▶ **Task directions**
Produce an exact copy of all the records.
[start]
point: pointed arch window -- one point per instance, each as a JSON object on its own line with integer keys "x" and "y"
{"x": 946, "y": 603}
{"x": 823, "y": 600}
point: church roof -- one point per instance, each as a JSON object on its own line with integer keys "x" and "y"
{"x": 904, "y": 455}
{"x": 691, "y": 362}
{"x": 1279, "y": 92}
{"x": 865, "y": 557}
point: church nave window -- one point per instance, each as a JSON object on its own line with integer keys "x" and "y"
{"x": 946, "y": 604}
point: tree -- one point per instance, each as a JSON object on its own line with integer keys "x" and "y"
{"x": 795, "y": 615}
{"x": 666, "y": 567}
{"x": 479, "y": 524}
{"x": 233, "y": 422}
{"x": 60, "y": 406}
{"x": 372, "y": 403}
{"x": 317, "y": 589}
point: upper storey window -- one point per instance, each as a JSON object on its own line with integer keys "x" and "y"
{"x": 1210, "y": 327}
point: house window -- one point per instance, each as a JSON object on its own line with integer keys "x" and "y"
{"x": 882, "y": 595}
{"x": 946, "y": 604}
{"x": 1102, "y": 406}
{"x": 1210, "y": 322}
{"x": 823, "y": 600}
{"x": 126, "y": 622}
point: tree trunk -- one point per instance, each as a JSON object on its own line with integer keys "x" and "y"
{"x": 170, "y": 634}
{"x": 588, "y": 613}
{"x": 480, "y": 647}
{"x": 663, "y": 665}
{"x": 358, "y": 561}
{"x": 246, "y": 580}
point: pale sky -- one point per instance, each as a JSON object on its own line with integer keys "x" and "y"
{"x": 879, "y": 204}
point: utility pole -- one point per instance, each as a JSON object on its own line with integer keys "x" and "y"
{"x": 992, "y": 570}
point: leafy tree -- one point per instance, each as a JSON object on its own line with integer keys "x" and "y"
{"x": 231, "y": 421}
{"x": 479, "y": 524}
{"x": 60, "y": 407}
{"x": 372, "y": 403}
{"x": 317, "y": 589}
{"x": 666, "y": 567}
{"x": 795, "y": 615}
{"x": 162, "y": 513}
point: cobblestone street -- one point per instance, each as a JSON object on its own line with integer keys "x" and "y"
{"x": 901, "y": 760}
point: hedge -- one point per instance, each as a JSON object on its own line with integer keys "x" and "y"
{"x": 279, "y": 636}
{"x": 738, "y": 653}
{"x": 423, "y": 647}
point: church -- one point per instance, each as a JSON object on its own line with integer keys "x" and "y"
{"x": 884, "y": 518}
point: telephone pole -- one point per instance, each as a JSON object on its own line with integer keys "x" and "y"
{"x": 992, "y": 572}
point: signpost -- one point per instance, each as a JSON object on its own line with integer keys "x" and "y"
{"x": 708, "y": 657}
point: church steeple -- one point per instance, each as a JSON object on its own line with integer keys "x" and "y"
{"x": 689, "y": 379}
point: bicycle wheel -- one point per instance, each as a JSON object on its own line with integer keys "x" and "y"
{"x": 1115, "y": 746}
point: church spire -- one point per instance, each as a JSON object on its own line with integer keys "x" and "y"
[end]
▶ **Written answer**
point: pointed arch window -- one point per instance, each as a JSON object on its own line with integer keys "x" and "y"
{"x": 946, "y": 603}
{"x": 823, "y": 600}
point: church roof -- one point per instance, each as a JSON object on its own line with integer keys "x" and "y"
{"x": 904, "y": 455}
{"x": 691, "y": 362}
{"x": 1279, "y": 92}
{"x": 865, "y": 557}
point: church nave window -- one point per instance, each as a JSON object on its own line with integer keys "x" and "y"
{"x": 946, "y": 604}
point: tree -- one point per instance, each as a JSON object on its own line with integer keys "x" and "y"
{"x": 795, "y": 615}
{"x": 666, "y": 567}
{"x": 479, "y": 524}
{"x": 233, "y": 422}
{"x": 60, "y": 406}
{"x": 372, "y": 403}
{"x": 317, "y": 589}
point: upper storey window -- one point per instance, each as a JSON object on its own line with integer keys "x" and "y"
{"x": 1210, "y": 327}
point: house window -- one point per instance, each as a JSON object on its own line with integer keys "x" and "y"
{"x": 882, "y": 595}
{"x": 946, "y": 604}
{"x": 1102, "y": 406}
{"x": 1210, "y": 322}
{"x": 823, "y": 600}
{"x": 126, "y": 622}
point: tree trunk -- one point per instance, each as a JSON object on its own line with integer keys "x" and "y"
{"x": 170, "y": 634}
{"x": 588, "y": 613}
{"x": 480, "y": 647}
{"x": 663, "y": 665}
{"x": 358, "y": 561}
{"x": 246, "y": 580}
point: pale sky -- one point per instance, each as a JSON object on its own line with integer keys "x" and "y"
{"x": 879, "y": 204}
point: utility pole -- one point per instance, each as a JSON object on its own line with integer keys "x" and "y"
{"x": 992, "y": 570}
point: leafy tree -- one point per instance, each as a JSON object on its own line with integer keys "x" and "y"
{"x": 231, "y": 421}
{"x": 479, "y": 524}
{"x": 60, "y": 407}
{"x": 372, "y": 403}
{"x": 317, "y": 589}
{"x": 666, "y": 567}
{"x": 795, "y": 615}
{"x": 162, "y": 513}
point: cobblestone street -- one point per instance, each as a JSON object on its own line with integer keys "x" and "y"
{"x": 901, "y": 760}
point: hedge -- one point per instance, each as a JSON object on its own line with integer keys "x" and "y"
{"x": 279, "y": 636}
{"x": 738, "y": 653}
{"x": 423, "y": 647}
point: church -- one point per instance, each as a JSON object on its own line with integer keys "x" and "y"
{"x": 884, "y": 518}
point: telephone pole -- one point per instance, each as a JSON object on its own line with integer keys "x" and "y"
{"x": 992, "y": 572}
point: signpost -- one point per instance, each as a JSON object on its own line with integer keys "x" and "y"
{"x": 708, "y": 657}
point: church steeple -- one point per instance, each as a JSON object on its own line with integer keys "x" and "y"
{"x": 689, "y": 379}
point: bicycle wheel -- one point per instance, each as a JSON object on its own line with integer keys "x" and "y"
{"x": 1115, "y": 746}
point: church spire -- one point per instance, each as a JSON object on its own line with integer keys "x" and "y"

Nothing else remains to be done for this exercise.